#### Directive 1
Rewrite the records below, starting with their first line and going on through the line with "(1015, 184)", both included and with the requests kept. Multiply every point coordinate in the answers by 1.3 and round each to a whole number, with halves rounding up.

---

Implementation:Microsoft Onnxruntime CPU GatherNDGrad
| Knowledge Sources | |
|---|---|
| Domains | Training, CPU_Kernels |
| Last Updated | 2026-02-10 04:00 GMT |
Overview
Concrete tool for computing GatherND gradient on CPU in the ONNX Runtime training framework.
Description
This file implements the GatherNDGrad kernel, which computes the gradient of the ONNX GatherND operation. Given the upstream gradient (corresponding to the forward GatherND output) and the indices tensor, it scatters gradient slices back to a zero-initialized output tensor of the original data shape. The kernel uses the GatherNDBase::PrepareForCompute to compute slice offsets, then dispatches to GatherNDGradComputeImpl which accumulates gradient values at the correct offsets: output[slice_offset + j] += update[i]. It supports float and double data types with int32 and int64 index types, and respects the batch_dims attribute.
Usage
This kernel is invoked during the backward pass when a GatherND operation was used in the forward pass. It distributes gradient slices back to the positions from which data was gathered.

---

#### Directive 2
According to the GatherNDGrad page, which data types does the kernel support?

#### Stored dataset items
---

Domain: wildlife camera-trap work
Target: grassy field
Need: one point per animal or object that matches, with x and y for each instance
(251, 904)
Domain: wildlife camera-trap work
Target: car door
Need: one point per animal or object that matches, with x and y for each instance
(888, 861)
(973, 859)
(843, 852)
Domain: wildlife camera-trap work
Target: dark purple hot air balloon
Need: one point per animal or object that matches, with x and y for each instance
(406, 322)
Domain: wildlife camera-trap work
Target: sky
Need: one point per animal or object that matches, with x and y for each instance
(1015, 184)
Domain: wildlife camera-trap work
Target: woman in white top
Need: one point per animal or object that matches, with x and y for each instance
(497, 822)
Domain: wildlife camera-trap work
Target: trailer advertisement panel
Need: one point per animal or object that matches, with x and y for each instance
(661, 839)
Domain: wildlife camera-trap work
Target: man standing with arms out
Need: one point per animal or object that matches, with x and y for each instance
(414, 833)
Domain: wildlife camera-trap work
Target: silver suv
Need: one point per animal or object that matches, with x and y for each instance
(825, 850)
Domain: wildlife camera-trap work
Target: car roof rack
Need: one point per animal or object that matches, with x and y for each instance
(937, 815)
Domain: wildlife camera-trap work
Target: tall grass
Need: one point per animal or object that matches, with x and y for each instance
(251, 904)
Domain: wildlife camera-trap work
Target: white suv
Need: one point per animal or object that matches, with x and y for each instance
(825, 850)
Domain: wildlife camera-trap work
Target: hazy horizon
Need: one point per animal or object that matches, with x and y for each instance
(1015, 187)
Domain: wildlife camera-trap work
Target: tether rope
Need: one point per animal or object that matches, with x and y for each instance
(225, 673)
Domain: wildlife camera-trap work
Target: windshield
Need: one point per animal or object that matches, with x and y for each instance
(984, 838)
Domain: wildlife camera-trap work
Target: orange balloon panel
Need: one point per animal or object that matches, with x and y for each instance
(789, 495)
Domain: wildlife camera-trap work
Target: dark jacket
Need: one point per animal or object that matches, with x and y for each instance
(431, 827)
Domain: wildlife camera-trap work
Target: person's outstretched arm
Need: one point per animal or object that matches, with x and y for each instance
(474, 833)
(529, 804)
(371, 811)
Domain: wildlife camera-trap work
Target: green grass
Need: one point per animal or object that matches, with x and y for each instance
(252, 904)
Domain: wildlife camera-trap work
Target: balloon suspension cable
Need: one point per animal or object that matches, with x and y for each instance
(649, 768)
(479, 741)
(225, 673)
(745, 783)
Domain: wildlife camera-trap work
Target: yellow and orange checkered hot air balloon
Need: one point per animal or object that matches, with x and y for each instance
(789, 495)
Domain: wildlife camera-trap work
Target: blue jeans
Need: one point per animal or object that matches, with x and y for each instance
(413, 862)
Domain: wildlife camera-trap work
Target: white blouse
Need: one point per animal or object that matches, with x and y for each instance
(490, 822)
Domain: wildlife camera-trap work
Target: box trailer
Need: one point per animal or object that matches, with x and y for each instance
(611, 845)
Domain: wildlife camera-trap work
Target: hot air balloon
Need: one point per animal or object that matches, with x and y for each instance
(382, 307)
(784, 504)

---

#### Full output 1
Domain: wildlife camera-trap work
Target: grassy field
Need: one point per animal or object that matches, with x and y for each instance
(326, 1175)
Domain: wildlife camera-trap work
Target: car door
Need: one point per animal or object that matches, with x and y for each instance
(1154, 1119)
(1265, 1117)
(1096, 1108)
Domain: wildlife camera-trap work
Target: dark purple hot air balloon
Need: one point per animal or object that matches, with x and y for each instance
(528, 419)
Domain: wildlife camera-trap work
Target: sky
Need: one point per animal or object that matches, with x and y for each instance
(1320, 239)

#### Full output 2
Float and double, with int32 and int64 index types.